» Trecho
+ + + +

Saturday, 23 de November de 2024 ISSN 1519-7670 - Ano 24 - nº 1315

Sobre sereias, censuras e filósofos

CASO GUGU

José Paulo Cavalcanti Filho (*)


O caso eu conto
Como o caso foi
Porque homem é homem
E boi é boi.
(Dito popular do Nordeste)


O filósofo Pedro Eduardo Portilho de Nader escreveu belo artigo ("Censura e o canto das sereias") neste Observatório falando muito mal de texto que escrevi, pouco antes ("A musa da censura e o Supremo") [veja remissões abaixo]. Nada contra. Democracia é isso mesmo. O problema é que Pedro Eduardo, mais preocupado com sua filosofia, simplesmente não sabe ler textos jurídicos. Fazendo lembrar do embolador Roxinol ? que ganhava a vida, nas feiras de Gravatá, cantando assim:


"Cada um para o que nasce
Cada qual com sua classe
Seus estilos de agradar
Quem tem o mel dá o mel
Quem tem o fel dá o fel
Quem nada tem nada dá".


Por isso recomenda o bom senso que filósofos tenham prudência, sempre, ao ler decisões judiciais. Cada qual com sua classe. E filósofo filosofa. Não é pouco. Nos bons tempos em que era mais jovem e mais magro, também quis ser filósofo. Estudava Direito e Filosofia Pura. Consumindo os dias nas duas faculdades e as noites no rude aprendizado de grego antigo. Até quando vieram os censores da ditadura e me proibiram de estudar (em 1969). Fui para Harvard (bolsa). Depois, em gesto magnânimo, me deixaram completar os estudos por aqui mesmo. E acabei sendo só advogado. Advogado de província, claro. Filósofo não, é pena. Mas ficou a admiração por quem se manteve na trincheira.

+ + + +

» Material fornecido
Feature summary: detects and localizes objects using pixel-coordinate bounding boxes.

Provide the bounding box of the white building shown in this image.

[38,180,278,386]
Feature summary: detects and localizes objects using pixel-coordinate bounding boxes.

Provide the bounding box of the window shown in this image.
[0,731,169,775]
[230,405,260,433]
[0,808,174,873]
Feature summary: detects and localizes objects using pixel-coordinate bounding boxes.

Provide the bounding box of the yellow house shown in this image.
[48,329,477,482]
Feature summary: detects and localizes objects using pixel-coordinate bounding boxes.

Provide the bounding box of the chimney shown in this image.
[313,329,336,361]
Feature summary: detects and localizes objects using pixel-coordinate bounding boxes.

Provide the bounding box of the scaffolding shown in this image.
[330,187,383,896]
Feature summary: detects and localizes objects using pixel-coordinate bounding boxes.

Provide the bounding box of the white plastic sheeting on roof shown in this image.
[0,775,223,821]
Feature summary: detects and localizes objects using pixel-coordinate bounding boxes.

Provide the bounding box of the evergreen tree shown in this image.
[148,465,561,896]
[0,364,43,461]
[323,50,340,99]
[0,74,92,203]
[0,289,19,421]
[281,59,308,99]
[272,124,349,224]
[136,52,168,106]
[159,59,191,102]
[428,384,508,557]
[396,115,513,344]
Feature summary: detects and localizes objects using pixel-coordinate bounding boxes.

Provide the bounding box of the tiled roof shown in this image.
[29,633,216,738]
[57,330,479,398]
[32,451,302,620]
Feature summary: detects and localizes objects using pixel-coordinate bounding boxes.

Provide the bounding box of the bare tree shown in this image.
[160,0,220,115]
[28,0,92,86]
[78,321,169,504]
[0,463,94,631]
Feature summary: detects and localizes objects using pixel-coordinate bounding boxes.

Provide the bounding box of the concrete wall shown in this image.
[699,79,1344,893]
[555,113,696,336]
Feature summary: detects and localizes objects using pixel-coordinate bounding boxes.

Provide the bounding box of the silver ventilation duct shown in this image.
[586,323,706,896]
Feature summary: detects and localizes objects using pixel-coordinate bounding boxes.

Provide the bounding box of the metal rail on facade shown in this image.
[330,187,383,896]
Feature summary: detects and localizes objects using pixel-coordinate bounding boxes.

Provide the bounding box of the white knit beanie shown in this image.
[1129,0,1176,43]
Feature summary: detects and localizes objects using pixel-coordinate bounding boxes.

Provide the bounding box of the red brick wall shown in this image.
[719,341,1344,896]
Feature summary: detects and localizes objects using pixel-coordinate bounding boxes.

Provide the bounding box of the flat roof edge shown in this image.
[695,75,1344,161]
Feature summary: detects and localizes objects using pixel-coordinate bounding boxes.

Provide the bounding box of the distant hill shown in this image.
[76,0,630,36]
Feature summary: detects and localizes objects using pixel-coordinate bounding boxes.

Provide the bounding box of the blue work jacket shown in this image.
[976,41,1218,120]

+ + + +

» Exercícios
1) Reescreva em forma de lista, de modo mais breve, o parágrafo do trecho que começa com "Por isso recomenda o bom senso". Mantenha os fatos principais.
2) Prossiga o trecho sobre censura e filósofos a partir da última frase apresentada.

» Respostas dos exercícios
1)
- O bom senso recomenda que filósofos sejam sempre prudentes ao ler decisões judiciais. Cada qual com sua classe, e filósofo filosofa.
- Quando era mais jovem e mais magro, o autor quis ser filósofo. Estudava Direito e Filosofia Pura nas duas faculdades durante o dia e grego antigo à noite.
- Em 1969, os censores da ditadura o proibiram de estudar, e ele foi para Harvard com bolsa.
- Depois permitiram que concluísse os estudos aqui mesmo. Ele acabou sendo apenas advogado de província, e não filósofo, mas guardou a admiração por quem se manteve na trincheira.

2)
Posição do Supremo

O problema no caso é que filósofos, mais preparados para a metafísica, nem sempre compreendem bem o prosaico das decisões judiciais. E a melhor prova é o próprio Pedro Eduardo ? ao criticar texto que se limitou a tornar pública uma posição do Supremo Tribunal Federal. Resumindo, em um parágrafo: a Procuradoria Geral da República sustentou, em ação direta de inconstitucionalidade (ADIN), que "a pena de suspensão de programas importa em restaurar, por forma oblíqua, a censura banida pela Carta Magna de 1988 (CF, art. 220, ? 2o). A criação dessa medida de suspensão, com o caráter de sanção por infração administrativa, colide com o art. 220, ? 1o, da Constituição Federal que garante não possa lei nenhuma constituir embaraço à plena liberdade de informação jornalista". Julgando o Supremo, por unanimidade, que a "suspensão de programas futuros … importa restaurar a censura". E mais não disse. Nem precisava.

Em verdade, para bem compreender essa decisão, seria necessário também considerar institutos jurídicos próximos à censura ? e que, apesar dessa contigüidade, não se confundem com ela. No Direito Eleitoral, tema privilegiado por nosso filósofo, estão em jogo outros valores. Sobretudo a legitimidade da própria democracia. Autoriza-se candidato a falar, proíbe-se outro, limita-se o tempo de um, concede-se direito de resposta a partidos ? tudo, sempre, no sentido de garantir iguais oportunidades no processo eleitoral. Levadas essas restrições eleitorais a extremos de pudor, e a simples atribuição de tempos desiguais a partidos (em função do número de deputados, por exemplo) já seria uma espécie de "censura". O que, penso que Pedro Eduardo estará de acordo, seria banalizar o opróbrio da censura.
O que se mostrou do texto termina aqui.